• [PROBLEM TO WORK ON]: Reproduce verbatim the stretch of entries below from the line containing "Mark the harbor" through the line containing "x=281 y=355", including both of those lines.

__________________________________________________

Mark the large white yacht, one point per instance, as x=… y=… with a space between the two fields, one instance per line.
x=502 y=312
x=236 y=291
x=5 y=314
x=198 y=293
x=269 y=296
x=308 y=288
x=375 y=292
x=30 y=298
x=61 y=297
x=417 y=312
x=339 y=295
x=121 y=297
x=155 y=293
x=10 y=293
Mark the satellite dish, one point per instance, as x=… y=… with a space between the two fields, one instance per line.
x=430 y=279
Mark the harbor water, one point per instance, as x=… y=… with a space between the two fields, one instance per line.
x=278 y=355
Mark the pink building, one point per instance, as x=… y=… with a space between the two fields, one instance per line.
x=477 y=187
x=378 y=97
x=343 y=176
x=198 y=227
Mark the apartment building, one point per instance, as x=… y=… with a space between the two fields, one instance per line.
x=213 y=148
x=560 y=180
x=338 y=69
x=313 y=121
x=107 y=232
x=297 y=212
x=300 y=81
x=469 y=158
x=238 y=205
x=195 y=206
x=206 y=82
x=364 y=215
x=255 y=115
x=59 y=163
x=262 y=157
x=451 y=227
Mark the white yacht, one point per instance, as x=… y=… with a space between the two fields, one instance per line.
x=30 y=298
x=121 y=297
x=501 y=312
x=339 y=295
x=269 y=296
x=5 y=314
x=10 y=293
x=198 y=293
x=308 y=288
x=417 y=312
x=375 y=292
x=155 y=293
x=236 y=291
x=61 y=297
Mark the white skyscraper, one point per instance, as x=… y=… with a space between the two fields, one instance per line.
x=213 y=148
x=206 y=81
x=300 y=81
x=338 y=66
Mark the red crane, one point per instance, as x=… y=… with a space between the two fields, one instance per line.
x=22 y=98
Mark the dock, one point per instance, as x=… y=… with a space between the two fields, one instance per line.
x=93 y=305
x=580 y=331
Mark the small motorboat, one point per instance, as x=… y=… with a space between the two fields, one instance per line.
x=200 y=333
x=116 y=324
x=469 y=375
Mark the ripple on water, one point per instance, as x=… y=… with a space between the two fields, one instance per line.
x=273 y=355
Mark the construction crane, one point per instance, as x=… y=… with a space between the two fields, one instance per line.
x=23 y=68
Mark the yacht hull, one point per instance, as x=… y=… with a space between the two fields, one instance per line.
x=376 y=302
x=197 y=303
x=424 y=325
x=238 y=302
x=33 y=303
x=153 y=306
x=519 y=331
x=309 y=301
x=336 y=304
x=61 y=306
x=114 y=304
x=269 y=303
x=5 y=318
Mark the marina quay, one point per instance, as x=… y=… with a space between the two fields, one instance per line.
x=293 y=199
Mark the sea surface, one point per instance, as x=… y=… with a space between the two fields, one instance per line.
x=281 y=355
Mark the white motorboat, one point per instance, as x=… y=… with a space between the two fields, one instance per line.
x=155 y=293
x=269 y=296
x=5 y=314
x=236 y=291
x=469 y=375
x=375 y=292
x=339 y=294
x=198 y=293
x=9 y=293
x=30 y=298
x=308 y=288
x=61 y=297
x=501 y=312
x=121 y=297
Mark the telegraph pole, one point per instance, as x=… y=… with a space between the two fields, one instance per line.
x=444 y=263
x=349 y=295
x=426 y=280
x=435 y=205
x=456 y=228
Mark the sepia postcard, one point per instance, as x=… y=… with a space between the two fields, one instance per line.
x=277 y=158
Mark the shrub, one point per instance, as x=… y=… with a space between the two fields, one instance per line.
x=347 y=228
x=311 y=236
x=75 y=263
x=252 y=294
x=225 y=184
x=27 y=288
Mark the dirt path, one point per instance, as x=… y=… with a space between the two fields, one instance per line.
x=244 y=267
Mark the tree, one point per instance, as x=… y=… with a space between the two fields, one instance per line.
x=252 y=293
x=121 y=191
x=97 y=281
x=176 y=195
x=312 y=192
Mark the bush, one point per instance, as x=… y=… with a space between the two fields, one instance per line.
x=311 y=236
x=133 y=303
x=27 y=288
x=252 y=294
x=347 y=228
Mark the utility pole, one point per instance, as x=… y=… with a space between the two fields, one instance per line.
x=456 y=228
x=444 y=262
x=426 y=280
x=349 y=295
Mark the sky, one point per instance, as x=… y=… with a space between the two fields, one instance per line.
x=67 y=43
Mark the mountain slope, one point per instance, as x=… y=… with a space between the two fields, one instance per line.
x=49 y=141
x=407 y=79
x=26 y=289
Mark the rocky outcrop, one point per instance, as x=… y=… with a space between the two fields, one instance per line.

__________________________________________________

• [ANSWER TO THIS PROBLEM]:
Mark the harbor water, one point per instance, as x=… y=… with a space between the two fields, one instance per line.
x=278 y=355
Mark the pink building, one point per instance, as x=… y=… with a space between the two fields, one instance per line.
x=477 y=187
x=378 y=97
x=343 y=176
x=198 y=227
Mark the apartment building, one point per instance, as x=… y=… with a space between the two fields, one instance per line.
x=213 y=148
x=560 y=180
x=338 y=69
x=313 y=121
x=107 y=232
x=297 y=212
x=300 y=81
x=469 y=158
x=238 y=205
x=195 y=206
x=206 y=82
x=364 y=215
x=255 y=115
x=59 y=163
x=262 y=157
x=451 y=227
Mark the white yacht, one point per instance, as x=… y=… with a space between the two fields, one instance per line.
x=30 y=298
x=121 y=297
x=501 y=312
x=339 y=295
x=269 y=296
x=5 y=314
x=10 y=293
x=198 y=293
x=308 y=288
x=417 y=312
x=375 y=292
x=155 y=293
x=236 y=291
x=61 y=297
Mark the white skyscraper, one point per instance, as x=… y=… with a space between the two fields, one instance per line.
x=213 y=148
x=206 y=81
x=300 y=81
x=338 y=66
Mark the red crane, one point per instance, as x=… y=… with a space between the two fields, one instance per line.
x=22 y=98
Mark the dock, one point per instance, as x=… y=… with a space between the two fields, one instance per line.
x=93 y=305
x=580 y=331
Mark the small motorboat, one point per instance, as x=… y=… with a space between the two fields, one instance per line.
x=200 y=333
x=116 y=324
x=469 y=375
Mark the ripple on water, one point per instance, as x=… y=… with a space between the two fields, one instance per line.
x=273 y=355
Mark the construction crane, one point per instance, as x=… y=… with a space between the two fields, one instance per line.
x=23 y=68
Mark the yacht hull, one point per instance, as x=… y=… with a space between the two fields, one instance per line.
x=376 y=302
x=197 y=303
x=424 y=325
x=238 y=302
x=33 y=303
x=153 y=306
x=519 y=331
x=309 y=301
x=336 y=304
x=61 y=306
x=114 y=304
x=269 y=303
x=5 y=318
Mark the marina quay, one point per instance, as x=… y=… with a space between the two fields, one instance per line.
x=293 y=199
Mark the sea surface, one point per instance, as x=… y=… with a space between the two fields, one instance per line.
x=281 y=355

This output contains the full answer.